→ GIVEN ENTRIES:
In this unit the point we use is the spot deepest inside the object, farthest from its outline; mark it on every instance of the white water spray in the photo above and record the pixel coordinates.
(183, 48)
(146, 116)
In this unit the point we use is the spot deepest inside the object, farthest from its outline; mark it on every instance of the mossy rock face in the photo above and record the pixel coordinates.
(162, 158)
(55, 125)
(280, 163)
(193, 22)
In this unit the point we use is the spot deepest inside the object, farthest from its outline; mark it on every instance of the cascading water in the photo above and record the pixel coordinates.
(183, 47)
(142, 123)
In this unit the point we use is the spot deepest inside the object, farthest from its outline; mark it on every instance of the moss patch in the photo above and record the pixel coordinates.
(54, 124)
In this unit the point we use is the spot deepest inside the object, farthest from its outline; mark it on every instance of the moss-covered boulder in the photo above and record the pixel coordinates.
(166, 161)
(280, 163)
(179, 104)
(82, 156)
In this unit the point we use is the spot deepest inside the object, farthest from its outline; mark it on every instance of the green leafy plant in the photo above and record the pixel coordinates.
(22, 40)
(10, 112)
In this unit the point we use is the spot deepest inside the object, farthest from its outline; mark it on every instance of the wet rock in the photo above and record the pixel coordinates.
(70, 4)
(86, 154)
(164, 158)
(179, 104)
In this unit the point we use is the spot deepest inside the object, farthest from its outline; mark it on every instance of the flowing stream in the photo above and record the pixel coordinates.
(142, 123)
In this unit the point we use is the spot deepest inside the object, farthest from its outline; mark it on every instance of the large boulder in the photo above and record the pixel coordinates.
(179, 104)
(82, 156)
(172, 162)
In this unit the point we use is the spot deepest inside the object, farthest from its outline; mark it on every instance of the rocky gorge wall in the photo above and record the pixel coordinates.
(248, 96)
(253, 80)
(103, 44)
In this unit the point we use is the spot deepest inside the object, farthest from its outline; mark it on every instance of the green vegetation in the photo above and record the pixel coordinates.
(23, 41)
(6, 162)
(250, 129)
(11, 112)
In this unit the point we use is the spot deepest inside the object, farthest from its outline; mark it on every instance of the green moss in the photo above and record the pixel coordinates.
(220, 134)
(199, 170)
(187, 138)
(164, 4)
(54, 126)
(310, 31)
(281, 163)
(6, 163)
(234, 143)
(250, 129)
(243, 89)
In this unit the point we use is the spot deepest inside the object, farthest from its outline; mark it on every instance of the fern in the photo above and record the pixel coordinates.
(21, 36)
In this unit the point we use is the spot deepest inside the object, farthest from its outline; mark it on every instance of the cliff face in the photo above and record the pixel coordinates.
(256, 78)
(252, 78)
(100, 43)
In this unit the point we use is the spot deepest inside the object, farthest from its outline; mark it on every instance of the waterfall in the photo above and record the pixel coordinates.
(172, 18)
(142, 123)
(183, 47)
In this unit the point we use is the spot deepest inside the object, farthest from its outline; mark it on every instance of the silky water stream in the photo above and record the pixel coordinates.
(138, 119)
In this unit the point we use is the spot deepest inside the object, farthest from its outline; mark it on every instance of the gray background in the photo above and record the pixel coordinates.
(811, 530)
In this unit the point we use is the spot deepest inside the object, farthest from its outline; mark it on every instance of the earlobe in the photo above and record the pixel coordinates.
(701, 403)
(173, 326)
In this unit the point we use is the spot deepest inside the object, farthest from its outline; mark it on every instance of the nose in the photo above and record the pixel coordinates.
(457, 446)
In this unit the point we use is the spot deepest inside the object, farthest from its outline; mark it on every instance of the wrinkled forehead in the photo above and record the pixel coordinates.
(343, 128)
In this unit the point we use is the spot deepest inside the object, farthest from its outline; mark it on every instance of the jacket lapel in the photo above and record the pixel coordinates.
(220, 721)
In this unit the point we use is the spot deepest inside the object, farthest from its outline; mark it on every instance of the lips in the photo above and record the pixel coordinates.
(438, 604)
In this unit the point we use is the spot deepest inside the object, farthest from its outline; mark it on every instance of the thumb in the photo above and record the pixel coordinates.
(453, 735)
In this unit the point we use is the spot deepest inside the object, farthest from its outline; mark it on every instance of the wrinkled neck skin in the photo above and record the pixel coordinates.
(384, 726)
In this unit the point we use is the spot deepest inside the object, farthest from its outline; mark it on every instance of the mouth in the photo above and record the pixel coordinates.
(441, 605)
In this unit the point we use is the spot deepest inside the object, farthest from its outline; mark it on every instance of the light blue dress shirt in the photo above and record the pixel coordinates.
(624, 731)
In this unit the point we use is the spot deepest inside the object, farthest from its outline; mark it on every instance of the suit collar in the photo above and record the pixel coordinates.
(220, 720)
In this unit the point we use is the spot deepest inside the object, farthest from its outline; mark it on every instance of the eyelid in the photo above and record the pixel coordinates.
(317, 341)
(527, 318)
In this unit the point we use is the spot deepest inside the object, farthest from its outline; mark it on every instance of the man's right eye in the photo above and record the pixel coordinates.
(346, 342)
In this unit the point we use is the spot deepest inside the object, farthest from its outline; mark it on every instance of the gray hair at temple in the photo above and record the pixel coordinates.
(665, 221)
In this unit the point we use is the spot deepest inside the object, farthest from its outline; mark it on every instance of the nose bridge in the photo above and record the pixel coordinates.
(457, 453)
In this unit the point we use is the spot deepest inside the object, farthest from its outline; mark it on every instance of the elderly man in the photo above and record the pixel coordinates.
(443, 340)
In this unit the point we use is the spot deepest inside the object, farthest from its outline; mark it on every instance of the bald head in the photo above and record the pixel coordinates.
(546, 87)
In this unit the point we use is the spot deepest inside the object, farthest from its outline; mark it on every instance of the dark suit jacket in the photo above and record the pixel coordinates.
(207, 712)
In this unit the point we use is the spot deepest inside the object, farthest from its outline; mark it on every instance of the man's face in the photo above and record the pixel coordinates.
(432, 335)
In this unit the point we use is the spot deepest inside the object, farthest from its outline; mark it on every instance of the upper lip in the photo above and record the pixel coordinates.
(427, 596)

→ SET EXERCISE: Copy all of the data above verbatim, with every line unchanged and in its original order.

→ ANSWER TO THE PROBLEM:
In this unit the point we use is the spot deepest inside the object, farthest from its outline; mark it on every instance of the white water spray in the photo above and record the pixel coordinates.
(183, 48)
(146, 116)
In this unit the point we use is the spot deepest inside the object, farthest from its outline; mark it on every instance of the mossy rock face in the photo above and record the pixel coordinates.
(162, 158)
(55, 125)
(280, 163)
(193, 22)
In this unit the point we use is the spot deepest inside the object, farthest from its outline; mark it on every instance of the cascading water in the photo above and record the pixel coordinates.
(183, 47)
(142, 123)
In this unit the point we use is the spot deepest inside the object, farthest from its outline; mark it on every instance of the moss patch in the photo above and record the pixel coordinates.
(54, 124)
In this unit the point we use is the spot deepest inside the object, farthest from its outline; mark it on every instance of the moss-covered boulder in the photo above and record the pixel coordinates.
(166, 161)
(280, 163)
(179, 104)
(82, 156)
In this unit the point we use is the spot deepest inside the object, farthest from its outline; mark it on every instance of the green leafy plant in the photo above and record the pixel coordinates.
(22, 40)
(10, 112)
In this unit the point we use is the spot deepest inside the object, farthest from its outline; mark it on every instance of the wet rock in the photo above and record the pixel coordinates.
(70, 4)
(86, 154)
(164, 158)
(179, 104)
In this unit the point we use is the spot deepest inside the object, farthest from its outline; mark it on every instance of the flowing stream in the photo above and record the pixel coordinates.
(142, 123)
In this unit the point we use is the spot deepest inside the object, farthest from its outline; mark it on every instance of the large boulder in the photo above and record the pixel coordinates.
(179, 104)
(82, 156)
(172, 162)
In this unit the point we use is the spot deepest inside the object, farthest from its outline; mark it on every instance of the rocky gorge wall in the photo above and record the pixel coordinates.
(248, 96)
(253, 80)
(103, 44)
In this unit the point we use is the spot deepest inside the object, farthest from its outline; mark it on every instance of the green vegetation in the photo above and record the pixel coordinates.
(23, 41)
(6, 162)
(250, 129)
(11, 112)
In this unit the point we use is the spot deepest inside the object, farthest from its outline; mark it on every instance of the green moss in the photo above and record the pixel coordinates.
(220, 134)
(199, 170)
(187, 138)
(164, 4)
(54, 126)
(310, 31)
(281, 163)
(6, 163)
(234, 143)
(250, 129)
(243, 89)
In this unit the point we use is the spot deepest inside the object, farthest from its outline; mark it on every instance of the fern in the photo above and record the pixel coordinates.
(21, 36)
In this unit the point we use is the spot deepest inside the object, farthest from its outline; mark it on every instance of the cliff face in the photo above and record the pixel coordinates.
(256, 78)
(252, 78)
(100, 43)
In this unit the point we use is the spot deepest inside the object, farthest from its outline; mark it on every instance of the waterfall in the photo above and record the pixel coordinates.
(172, 18)
(142, 123)
(183, 47)
In this unit the point we use is the spot deepest inside the object, farthest from its outline; mark it on every instance of the silky water stream in the photo above and record the pixel coordinates.
(138, 119)
In this unit the point we use is the spot deepest inside the object, farthest from its outline; mark it on every instance of the gray background in the photo above and record the pixel coordinates.
(811, 530)
In this unit the point we use is the spot deepest inside the object, farthest from its outline; mark it on every instance of the earlobe in the photo above and record the pixel coordinates.
(701, 403)
(173, 326)
In this unit the point we use is the spot deepest inside the object, farthest from its outline; mark it on every instance of the nose in the photo above and record the pixel coordinates.
(457, 446)
In this unit the point we use is the spot deepest inside the object, farthest from its outline; mark it on every instance of the wrinkled forehead in the photo above and record the pixel coordinates.
(343, 128)
In this unit the point we use is the spot deepest inside the object, farthest from its outline; mark it on every instance of the jacket lapel in the photo above and record the pixel coordinates.
(220, 721)
In this unit the point we use is the spot deepest inside the object, farthest from its outline; mark it on every instance of the lips in the photo above and record the pixel coordinates.
(438, 604)
In this unit the point we use is the spot deepest inside the object, farthest from its outline; mark it on every instance of the thumb in the photo above and record the pixel coordinates.
(453, 735)
In this unit the point we use is the spot deepest inside the object, farthest from its outline; mark it on every instance of the wrinkled neck skin in the photo above and record the pixel coordinates.
(384, 726)
In this unit the point we use is the spot deepest inside the object, farthest from its outline; mark it on every instance of the mouth in the photo above and record the pixel coordinates.
(441, 605)
In this unit the point we use is the spot deepest inside the object, farthest from its outline; mark it on every instance of the light blue dress shirt in the photo above and record the pixel coordinates.
(624, 731)
In this unit the point we use is the spot deepest inside the object, farthest from its outline; mark it on every instance of the suit collar in the photo above and record the pixel coordinates.
(220, 720)
In this unit the point we use is the spot deepest inside the object, farthest from its outline; mark it on every instance of the eyelid in the photo above and record the pixel coordinates.
(317, 341)
(527, 318)
In this unit the point we use is the spot deepest inside the object, farthest from its outline; mark it on every instance of the man's right eye in the photo above and record the pixel coordinates.
(346, 342)
In this unit the point we use is the spot deepest inside the object, farthest from its outline; mark it on every instance of the gray hair at temple in the photo above and record the pixel coordinates.
(665, 221)
In this unit the point we use is the spot deepest inside the object, farthest from its outline; mark it on every instance of the nose bridge in the photo above and record the pixel coordinates.
(457, 453)
In this unit the point we use is the spot deepest inside the object, farthest from its outline; mark it on every instance of the elderly man in the photo above and record the pixel coordinates.
(443, 340)
In this unit the point we use is the spot deepest inside the object, farthest from its outline; mark it on every instance of the bald head in the photo above and record the pixel coordinates.
(546, 87)
In this unit the point we use is the spot deepest inside the object, farthest from its outline; mark it on every instance of the dark suit jacket in the photo above and record the pixel coordinates.
(207, 712)
In this unit the point we use is the spot deepest inside the object, farthest from its outline; mark it on every instance of the man's face in the photo above and record the pixel coordinates.
(432, 335)
In this unit the point we use is the spot deepest inside the object, farthest from its outline; mark it on every instance of the upper lip in the photo above and record the pixel coordinates.
(427, 596)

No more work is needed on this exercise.